## Work instructions
Reproduce the listing below word for word and exclude any picture.
★ ★ ★ ★
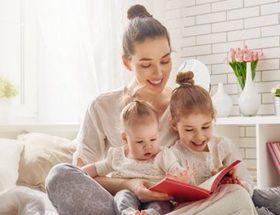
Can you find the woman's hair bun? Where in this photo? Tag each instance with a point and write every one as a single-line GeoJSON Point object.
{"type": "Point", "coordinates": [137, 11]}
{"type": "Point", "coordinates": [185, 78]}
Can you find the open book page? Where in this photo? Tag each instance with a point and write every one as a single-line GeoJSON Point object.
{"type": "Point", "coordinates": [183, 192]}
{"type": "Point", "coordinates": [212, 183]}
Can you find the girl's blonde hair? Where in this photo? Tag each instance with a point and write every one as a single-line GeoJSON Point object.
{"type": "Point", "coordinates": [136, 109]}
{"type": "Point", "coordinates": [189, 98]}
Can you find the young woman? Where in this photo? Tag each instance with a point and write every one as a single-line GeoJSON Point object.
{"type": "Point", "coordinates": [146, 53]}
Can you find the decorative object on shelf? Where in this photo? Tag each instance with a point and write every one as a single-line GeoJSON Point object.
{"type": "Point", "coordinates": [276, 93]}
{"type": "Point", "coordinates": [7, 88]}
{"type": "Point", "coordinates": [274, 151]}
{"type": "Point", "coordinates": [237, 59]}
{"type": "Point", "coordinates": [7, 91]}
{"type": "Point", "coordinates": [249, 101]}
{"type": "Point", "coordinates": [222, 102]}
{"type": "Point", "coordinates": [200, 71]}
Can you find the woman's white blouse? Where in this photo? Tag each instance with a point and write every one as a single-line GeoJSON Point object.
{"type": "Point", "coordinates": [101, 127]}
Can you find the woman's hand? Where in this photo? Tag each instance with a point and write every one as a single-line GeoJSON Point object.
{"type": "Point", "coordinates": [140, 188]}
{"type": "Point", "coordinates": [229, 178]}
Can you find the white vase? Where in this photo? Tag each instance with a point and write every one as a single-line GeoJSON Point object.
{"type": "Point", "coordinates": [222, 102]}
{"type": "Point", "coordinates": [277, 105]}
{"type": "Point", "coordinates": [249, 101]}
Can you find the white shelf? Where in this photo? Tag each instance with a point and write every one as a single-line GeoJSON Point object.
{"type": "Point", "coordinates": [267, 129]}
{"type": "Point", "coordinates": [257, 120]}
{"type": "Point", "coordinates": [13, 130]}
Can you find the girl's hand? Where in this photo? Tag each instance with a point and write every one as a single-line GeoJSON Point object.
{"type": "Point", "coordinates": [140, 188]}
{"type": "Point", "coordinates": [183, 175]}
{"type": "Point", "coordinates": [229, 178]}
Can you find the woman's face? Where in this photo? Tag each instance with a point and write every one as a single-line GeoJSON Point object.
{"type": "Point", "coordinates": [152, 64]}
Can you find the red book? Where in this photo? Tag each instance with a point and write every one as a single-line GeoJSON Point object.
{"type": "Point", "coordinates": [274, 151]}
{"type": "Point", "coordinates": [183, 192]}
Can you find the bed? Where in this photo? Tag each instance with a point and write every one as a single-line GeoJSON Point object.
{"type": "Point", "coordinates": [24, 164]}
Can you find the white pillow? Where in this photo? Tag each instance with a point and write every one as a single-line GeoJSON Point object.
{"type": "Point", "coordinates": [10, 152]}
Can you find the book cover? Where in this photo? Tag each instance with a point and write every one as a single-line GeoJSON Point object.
★ ★ ★ ★
## Your solution
Can you find the woman's hair bun? Where in this photo? Tag each instance with a point and write every one as a single-line GeoJSON Point object.
{"type": "Point", "coordinates": [137, 11]}
{"type": "Point", "coordinates": [185, 78]}
Can you find the open book page? Where in this photo? Tag each instance with a point and write every one as a single-line GeoJSON Point object.
{"type": "Point", "coordinates": [183, 192]}
{"type": "Point", "coordinates": [212, 183]}
Can you find the girl's blonde hair? Where in this photo? Tag each instance with a point and write every one as a single-line GeoJSON Point object.
{"type": "Point", "coordinates": [136, 109]}
{"type": "Point", "coordinates": [189, 98]}
Can you find the young woman? Where in this photo? Tag each instance with a point and write every one as a single-line GeoJSON Point object.
{"type": "Point", "coordinates": [146, 53]}
Can you find the decorative object on shelf? Where in this photo? Tag each instance with a point and write every one as a single-line GeoJSON Point object.
{"type": "Point", "coordinates": [276, 93]}
{"type": "Point", "coordinates": [7, 88]}
{"type": "Point", "coordinates": [274, 151]}
{"type": "Point", "coordinates": [237, 59]}
{"type": "Point", "coordinates": [7, 91]}
{"type": "Point", "coordinates": [249, 101]}
{"type": "Point", "coordinates": [222, 102]}
{"type": "Point", "coordinates": [200, 71]}
Can you find the woman's white blouse? Where in this photo? Tag each instance with a point and write every one as a single-line GeoJSON Point object.
{"type": "Point", "coordinates": [101, 127]}
Can you find the woman's hand? Where in this photo? Tag each instance with a point and write every one as a single-line GeoJSON Point object.
{"type": "Point", "coordinates": [140, 188]}
{"type": "Point", "coordinates": [229, 178]}
Can you find the white vase? Where in this photo? Tag each instance with a point and write every one as a single-line GeoJSON Point object.
{"type": "Point", "coordinates": [222, 102]}
{"type": "Point", "coordinates": [277, 105]}
{"type": "Point", "coordinates": [249, 101]}
Can you find the white shelf? Where in this photo? Tag each instance with a point and write every one as a single-line GeoJSON Point object.
{"type": "Point", "coordinates": [267, 129]}
{"type": "Point", "coordinates": [257, 120]}
{"type": "Point", "coordinates": [13, 130]}
Can you find the girl's hand? Where in this photo? Tag each instance with a point and write every one as a single-line GeoJSON Point object.
{"type": "Point", "coordinates": [140, 188]}
{"type": "Point", "coordinates": [183, 175]}
{"type": "Point", "coordinates": [229, 178]}
Can you find the woman's face? Where in this photo? Tag each instance with a point and write every one as a single-line GeoJSON Point object.
{"type": "Point", "coordinates": [152, 64]}
Can you find the red book? Where in this photo? Tag each instance with a point and write every one as a single-line GeoJSON Point object.
{"type": "Point", "coordinates": [274, 151]}
{"type": "Point", "coordinates": [183, 192]}
Can you find the bed? Where in this photo? Tag each instance with a point and write every one as a single-line GeoJSON Point object.
{"type": "Point", "coordinates": [24, 164]}
Can you find the white pillow? Where in this photo? Tag each instance with a point and write every one as a single-line GeoJSON Point object.
{"type": "Point", "coordinates": [10, 152]}
Can you find the book cover? Where in this photo? Tag each instance with a point and write every one as a single-line GeoJSON Point object.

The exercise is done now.